WRITTEN PROBLEM
Can you give all of the data below again, swapping every "bounding box" for "rectangle" and keeping everything else unchanged?

PROVIDED MATERIAL
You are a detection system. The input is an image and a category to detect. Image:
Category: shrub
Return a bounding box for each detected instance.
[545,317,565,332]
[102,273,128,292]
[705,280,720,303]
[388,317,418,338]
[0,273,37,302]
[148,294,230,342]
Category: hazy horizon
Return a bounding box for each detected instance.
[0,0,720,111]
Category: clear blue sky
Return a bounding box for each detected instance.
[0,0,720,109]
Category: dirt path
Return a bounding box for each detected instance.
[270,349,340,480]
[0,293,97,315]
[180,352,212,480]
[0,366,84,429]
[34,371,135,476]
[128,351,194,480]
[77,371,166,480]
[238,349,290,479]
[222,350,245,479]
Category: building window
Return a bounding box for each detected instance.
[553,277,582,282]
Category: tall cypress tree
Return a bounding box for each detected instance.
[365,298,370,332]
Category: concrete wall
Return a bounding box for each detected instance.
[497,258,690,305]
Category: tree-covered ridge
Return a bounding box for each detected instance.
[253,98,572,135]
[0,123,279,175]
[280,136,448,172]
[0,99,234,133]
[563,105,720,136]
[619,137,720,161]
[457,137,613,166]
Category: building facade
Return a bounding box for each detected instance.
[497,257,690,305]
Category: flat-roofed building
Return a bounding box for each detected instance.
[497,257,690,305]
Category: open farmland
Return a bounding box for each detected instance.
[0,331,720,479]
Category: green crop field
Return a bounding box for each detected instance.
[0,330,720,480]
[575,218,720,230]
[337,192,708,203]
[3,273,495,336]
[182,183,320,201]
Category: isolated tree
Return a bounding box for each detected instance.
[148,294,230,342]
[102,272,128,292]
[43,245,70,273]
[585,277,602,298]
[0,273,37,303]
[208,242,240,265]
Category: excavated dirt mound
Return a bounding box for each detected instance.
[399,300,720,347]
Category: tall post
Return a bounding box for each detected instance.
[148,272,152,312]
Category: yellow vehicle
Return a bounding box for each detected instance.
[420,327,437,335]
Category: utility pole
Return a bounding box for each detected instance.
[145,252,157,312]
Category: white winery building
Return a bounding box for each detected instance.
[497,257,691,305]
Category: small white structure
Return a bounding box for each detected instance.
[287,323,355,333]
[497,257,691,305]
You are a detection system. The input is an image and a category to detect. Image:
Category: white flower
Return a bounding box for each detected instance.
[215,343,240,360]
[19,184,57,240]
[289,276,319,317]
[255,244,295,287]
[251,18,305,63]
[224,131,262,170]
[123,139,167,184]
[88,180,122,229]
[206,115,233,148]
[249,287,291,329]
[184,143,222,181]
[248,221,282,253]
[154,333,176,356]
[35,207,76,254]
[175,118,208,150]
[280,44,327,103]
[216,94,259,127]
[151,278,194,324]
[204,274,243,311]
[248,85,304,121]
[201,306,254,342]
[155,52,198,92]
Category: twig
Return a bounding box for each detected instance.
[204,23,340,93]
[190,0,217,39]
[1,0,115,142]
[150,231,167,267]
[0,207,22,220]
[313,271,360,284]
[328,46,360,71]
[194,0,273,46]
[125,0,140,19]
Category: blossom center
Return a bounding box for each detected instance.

TASK OUTPUT
You are a detection system. The input is an image and a category to detect. Image:
Category: shrub
Return a rectangle for each detected instance.
[545,317,565,332]
[102,273,128,292]
[705,280,720,303]
[388,317,418,338]
[0,273,37,302]
[148,294,230,342]
Category: hazy horizon
Return a rectangle for each detected instance.
[0,0,720,111]
Category: clear blue sky
Return a rectangle for each detected instance.
[0,0,720,109]
Category: dirt path
Return a rectangle for each detected instance.
[270,349,340,480]
[0,293,97,315]
[180,352,212,480]
[0,366,84,429]
[34,371,135,476]
[128,351,194,480]
[77,371,166,480]
[238,349,290,479]
[222,350,245,479]
Category: building window
Return a rectangle for each detected instance.
[553,277,582,282]
Category: tall cypress tree
Return a rectangle for each detected instance.
[365,298,370,332]
Category: concrete wall
Return a rectangle for each detected instance.
[497,258,690,305]
Category: tree-covered ridge
Return a rectangle for each detected instance.
[253,98,572,135]
[0,123,279,175]
[280,136,448,172]
[0,99,234,133]
[563,105,720,136]
[619,137,720,161]
[457,137,613,166]
Category: building facade
Return a rectangle for each detected instance.
[497,257,690,305]
Category: flat-roofed building
Return a rectangle for each detected instance.
[497,257,690,305]
Category: open farmland
Return a rectangle for each detected instance.
[0,331,720,479]
Category: green crop field
Return a rectangle for each detected instance.
[0,330,720,480]
[575,218,720,230]
[337,192,708,203]
[3,273,495,336]
[182,183,320,201]
Category: isolated tree
Return a rectangle for each detected instance.
[148,294,230,342]
[102,272,128,292]
[43,245,70,273]
[585,277,602,298]
[0,273,37,303]
[208,242,240,265]
Category: excavated dirt mound
Return a rectangle for each detected instance.
[399,300,720,347]
Category: tall post
Return a rectangle for each detected instance.
[148,272,152,312]
Category: yellow vehicle
Return a rectangle for each detected instance.
[420,327,437,335]
Category: utility pole
Return a rectangle for each detected instance.
[145,252,157,312]
Category: white winery building
Return a rectangle for each detected instance.
[497,257,691,305]
Category: small white structure
Return a rectangle for each detected instance.
[287,323,355,333]
[497,257,691,305]
You are a detection system. The input is an image and a category to detect. Image:
Category: white flower
Return a rectangle for each detected instance.
[215,343,240,360]
[19,184,57,240]
[289,276,319,317]
[255,244,295,287]
[251,18,305,63]
[224,131,262,170]
[123,139,167,184]
[88,180,122,229]
[206,115,233,148]
[249,287,291,329]
[184,143,222,181]
[248,221,282,253]
[154,333,176,356]
[35,207,76,254]
[175,118,208,150]
[280,44,327,103]
[216,94,259,127]
[151,278,194,324]
[204,274,243,311]
[248,85,304,121]
[201,306,254,342]
[155,52,198,92]
Category: twig
Return a rectangle for each detected instance.
[204,23,340,93]
[190,0,217,39]
[1,0,115,142]
[150,231,167,267]
[0,207,22,220]
[313,271,360,284]
[328,46,360,71]
[194,0,273,46]
[125,0,140,19]
Category: blossom center
Return a rectangle for each detected instance.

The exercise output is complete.